_Given request a:_ Set out the lines of the records, from the line containing "Mark the melted cheese pool." through the line containing "left=269, top=17, right=483, bottom=301", as a Markdown table with the columns Row and Line, skipping any blank lines.

_Document text:_
** BEGIN **
You might assume Brand is an atheist – so many well known comedians are. But he doesn't sound like one. He interviewed McGrath for his podcast in a friendly manner (you can listen to it here), and the question he kept coming back to was – why Christianity? Why this religion and not all the others?

It’s a conversation that I believe reflects a shift in the wider cultural debate – at least in certain groups. Brand (and others) appears to be moving away from Christianity-bashing and science-worship, toward a recognition that there's a deep lack in our modern secular consumerist culture that needs to be filled. With this fresh understanding comes an openness about who or what should fill it. Hence Brand exploring all the options, Christianity included.  

If you listen to Brand’s musings via his multiple social media outlets, he’s been engaging with spiritual questions for some time now. He's clearly interested in issues of consciousness and the divine. Many of his comments could be classed as leaning toward a 'New Age' perspective. I feel a lot of empathy with Brand’s position and his questions, because I came from a similar philosophical and cultural starting point before I became a Christian.

I grew up in the same generation as Brand. I was caught up in hedonism of the 1990s (though perhaps not to his extremes). I was liberal-leftish politically and yearned for a better society. I also had pluralistic and New-Age-esque spiritual beliefs. I was searching for meaning. Around ten years ago, I started to search more specifically and ask the question that Brand kept on putting to McGrath in this podcast: "Why Christianity? Why not something more pluralist and general? Why believe in creeds and dogma, or in the literal truth of Christ? Why do Christians think Jesus on the Cross is so significant?”

My search for answers eventually led me to a deep faith in Christ and a love for the literal truth of the Bible. Today, many would probably label me 'conservative', 'traditional', 'orthodox' and the like. I think Alister has broadly the same position as I have now, so it intrigued me that he gave no clear answers to Brand’s questions. Instead he gently skirted them, talking about the meaning of Christianity without giving details. It was a genuinely postmodern apologist’s response: openness to other ideas, little dogmatism or expression of truth, exploring meaning, and answering 'what can Christianity do for me?'

Was he teasing Brand, trying to give glimpses of the truth without trying to bulldoze him into submission? Is that what Paul did on Mars Hill, teasing his listeners with Greek poetry? Perhaps in part. But Paul did eventually end with a clear statement of the need for repentance and of Jesus’ resurrection. I think we need to remember this step, even though I admit it can be hard to make at times.
** END **
Part of a data file:
** BEGIN **
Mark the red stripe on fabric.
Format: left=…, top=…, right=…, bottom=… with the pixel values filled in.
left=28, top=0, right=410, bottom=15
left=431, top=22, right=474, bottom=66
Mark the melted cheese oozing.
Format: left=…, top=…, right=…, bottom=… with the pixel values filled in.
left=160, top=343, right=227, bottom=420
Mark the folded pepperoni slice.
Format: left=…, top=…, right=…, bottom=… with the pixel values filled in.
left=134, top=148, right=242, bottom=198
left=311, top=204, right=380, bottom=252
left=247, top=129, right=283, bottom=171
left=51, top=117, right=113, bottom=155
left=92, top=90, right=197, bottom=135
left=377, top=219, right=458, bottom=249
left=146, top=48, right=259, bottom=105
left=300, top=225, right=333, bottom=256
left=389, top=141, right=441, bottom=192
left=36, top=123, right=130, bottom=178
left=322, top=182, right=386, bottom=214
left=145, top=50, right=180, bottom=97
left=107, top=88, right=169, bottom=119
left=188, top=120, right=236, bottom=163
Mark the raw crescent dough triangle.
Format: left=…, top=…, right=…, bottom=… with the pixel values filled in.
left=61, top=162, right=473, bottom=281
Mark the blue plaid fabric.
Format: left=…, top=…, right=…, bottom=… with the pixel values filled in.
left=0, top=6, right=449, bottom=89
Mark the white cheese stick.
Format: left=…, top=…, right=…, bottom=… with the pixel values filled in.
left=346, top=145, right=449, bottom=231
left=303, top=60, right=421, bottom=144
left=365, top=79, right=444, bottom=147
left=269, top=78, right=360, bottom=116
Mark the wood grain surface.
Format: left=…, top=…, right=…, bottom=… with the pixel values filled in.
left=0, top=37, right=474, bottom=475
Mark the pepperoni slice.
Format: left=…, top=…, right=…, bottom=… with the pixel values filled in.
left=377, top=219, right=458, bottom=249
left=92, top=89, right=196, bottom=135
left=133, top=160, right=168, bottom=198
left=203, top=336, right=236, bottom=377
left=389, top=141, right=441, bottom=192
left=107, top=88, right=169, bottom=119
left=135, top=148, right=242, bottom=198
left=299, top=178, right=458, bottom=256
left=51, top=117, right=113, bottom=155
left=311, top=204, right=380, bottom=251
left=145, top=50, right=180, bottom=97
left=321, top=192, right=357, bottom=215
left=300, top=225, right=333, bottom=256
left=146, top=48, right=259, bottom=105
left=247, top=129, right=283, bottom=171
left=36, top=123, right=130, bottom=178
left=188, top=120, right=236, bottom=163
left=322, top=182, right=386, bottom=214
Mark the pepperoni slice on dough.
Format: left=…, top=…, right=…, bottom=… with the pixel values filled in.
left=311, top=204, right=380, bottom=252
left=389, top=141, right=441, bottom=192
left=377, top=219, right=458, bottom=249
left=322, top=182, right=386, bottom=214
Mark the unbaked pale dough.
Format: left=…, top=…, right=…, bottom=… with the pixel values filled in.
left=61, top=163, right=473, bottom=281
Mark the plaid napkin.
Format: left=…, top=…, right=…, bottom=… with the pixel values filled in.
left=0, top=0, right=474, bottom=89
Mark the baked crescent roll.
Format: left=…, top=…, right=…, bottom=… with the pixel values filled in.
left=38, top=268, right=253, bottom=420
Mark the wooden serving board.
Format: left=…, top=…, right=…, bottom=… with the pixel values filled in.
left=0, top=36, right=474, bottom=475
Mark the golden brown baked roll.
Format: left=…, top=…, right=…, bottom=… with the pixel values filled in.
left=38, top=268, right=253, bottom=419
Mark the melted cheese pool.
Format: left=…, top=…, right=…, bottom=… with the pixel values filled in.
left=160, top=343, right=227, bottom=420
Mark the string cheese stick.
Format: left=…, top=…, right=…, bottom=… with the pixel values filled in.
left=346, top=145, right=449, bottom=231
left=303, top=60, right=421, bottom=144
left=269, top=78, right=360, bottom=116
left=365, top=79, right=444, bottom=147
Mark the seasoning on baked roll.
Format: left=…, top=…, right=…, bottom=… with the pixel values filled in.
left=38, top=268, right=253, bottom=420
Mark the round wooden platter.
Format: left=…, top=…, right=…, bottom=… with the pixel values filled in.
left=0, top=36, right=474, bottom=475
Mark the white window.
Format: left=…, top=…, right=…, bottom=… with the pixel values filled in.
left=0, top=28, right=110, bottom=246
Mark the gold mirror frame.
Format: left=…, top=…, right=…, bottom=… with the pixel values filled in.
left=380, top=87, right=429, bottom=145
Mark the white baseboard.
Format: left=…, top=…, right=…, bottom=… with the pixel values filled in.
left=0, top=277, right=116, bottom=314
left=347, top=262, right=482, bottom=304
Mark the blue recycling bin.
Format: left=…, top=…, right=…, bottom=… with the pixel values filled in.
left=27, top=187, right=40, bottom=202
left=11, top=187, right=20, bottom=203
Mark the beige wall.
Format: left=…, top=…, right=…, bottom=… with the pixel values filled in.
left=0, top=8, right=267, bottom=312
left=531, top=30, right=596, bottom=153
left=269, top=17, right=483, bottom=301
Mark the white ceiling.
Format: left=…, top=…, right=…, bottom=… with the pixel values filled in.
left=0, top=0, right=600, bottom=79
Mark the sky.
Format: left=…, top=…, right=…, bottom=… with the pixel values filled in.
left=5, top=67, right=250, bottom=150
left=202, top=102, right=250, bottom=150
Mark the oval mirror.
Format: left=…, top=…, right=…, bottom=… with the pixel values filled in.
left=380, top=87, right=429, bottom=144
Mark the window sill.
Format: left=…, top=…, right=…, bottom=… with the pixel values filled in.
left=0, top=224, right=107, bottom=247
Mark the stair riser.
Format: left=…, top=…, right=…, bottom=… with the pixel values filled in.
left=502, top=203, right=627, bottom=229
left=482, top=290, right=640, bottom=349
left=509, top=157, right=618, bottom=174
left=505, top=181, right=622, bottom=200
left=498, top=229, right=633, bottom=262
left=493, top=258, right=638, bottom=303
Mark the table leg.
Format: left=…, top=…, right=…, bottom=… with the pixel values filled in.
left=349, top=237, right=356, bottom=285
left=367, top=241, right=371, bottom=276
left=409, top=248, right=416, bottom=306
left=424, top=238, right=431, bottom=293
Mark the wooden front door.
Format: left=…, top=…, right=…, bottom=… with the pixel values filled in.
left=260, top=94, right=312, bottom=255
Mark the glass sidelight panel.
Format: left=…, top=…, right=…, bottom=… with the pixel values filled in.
** END **
_Given request b:_ Pick up the essay on Brand's question "why Christianity?" after its last sentence and carry it on.

_Expected answer a:_
| Row | Line |
|---|---|
| 1 | Mark the melted cheese pool. |
| 2 | Format: left=…, top=…, right=…, bottom=… with the pixel values filled in. |
| 3 | left=160, top=343, right=227, bottom=420 |
| 4 | Mark the string cheese stick. |
| 5 | Format: left=…, top=…, right=…, bottom=… with the pixel values filled in. |
| 6 | left=346, top=145, right=449, bottom=231 |
| 7 | left=303, top=60, right=421, bottom=144 |
| 8 | left=269, top=78, right=360, bottom=116 |
| 9 | left=365, top=79, right=444, bottom=147 |
| 10 | Mark the seasoning on baked roll. |
| 11 | Format: left=…, top=…, right=…, bottom=… with the pixel values filled in. |
| 12 | left=38, top=268, right=253, bottom=420 |
| 13 | Mark the round wooden platter. |
| 14 | Format: left=…, top=…, right=…, bottom=… with the pixel values filled in. |
| 15 | left=0, top=36, right=474, bottom=475 |
| 16 | Mark the white window. |
| 17 | Format: left=…, top=…, right=…, bottom=… with the pixel values filled in. |
| 18 | left=0, top=28, right=110, bottom=246 |
| 19 | Mark the gold mirror frame. |
| 20 | Format: left=…, top=…, right=…, bottom=… with the pixel values filled in. |
| 21 | left=380, top=87, right=429, bottom=145 |
| 22 | Mark the white baseboard. |
| 23 | Format: left=…, top=…, right=…, bottom=… with the pixel values filled in. |
| 24 | left=0, top=277, right=116, bottom=314 |
| 25 | left=347, top=262, right=482, bottom=304 |
| 26 | Mark the blue recycling bin. |
| 27 | Format: left=…, top=…, right=…, bottom=… with the pixel values filled in. |
| 28 | left=27, top=187, right=40, bottom=202 |
| 29 | left=11, top=187, right=20, bottom=203 |
| 30 | Mark the beige wall. |
| 31 | Format: left=…, top=…, right=…, bottom=… with the pixel values filled in. |
| 32 | left=0, top=8, right=267, bottom=312 |
| 33 | left=531, top=30, right=596, bottom=153 |
| 34 | left=269, top=17, right=483, bottom=301 |

_Expected answer b:_
We need to start being bolder in stating that we believe in truth and we believe truth can be found in Jesus

To come in to the conversation with Brand and start arrogantly telling him what to think or belittling other beliefs would have been disastrous. McGrath was wise to avoid taking that approach. But I think we also need to start being bolder in stating that we believe in truth and we believe truth can be found in Jesus. We should never claim that we are the finders and arbiters of truth: of course we are not. But Jesus is, and if we believe that we need to be able to express it, even to people with postmodern assumptions.

I moved from our Western culture’s strange melting pot of science and postmodernist ideas, to a clear belief in Jesus as the way, truth and the life, though it did take me several years to understand it. The rock on which my faith was built was Jesus Christ, his message and history, his living reality in the here and now, and that happened way before I had come to terms with all the problems of the Church.

Why bother listening to Jesus and not all the other religious figures who’ve said interesting and sometimes worthwhile things? Without the belief that he is the Son of God and different from all the others, we can’t accept his unique message, and his gift of freedom and salvation through the cross. We tend to think that postmoderns don’t like absolutes, but everyone is absolute about some things. We just have to show that being absolute about Christ is what’s important rather than science, sociological theories, politics, pleasure, our own self, or any of the other temptations of our age.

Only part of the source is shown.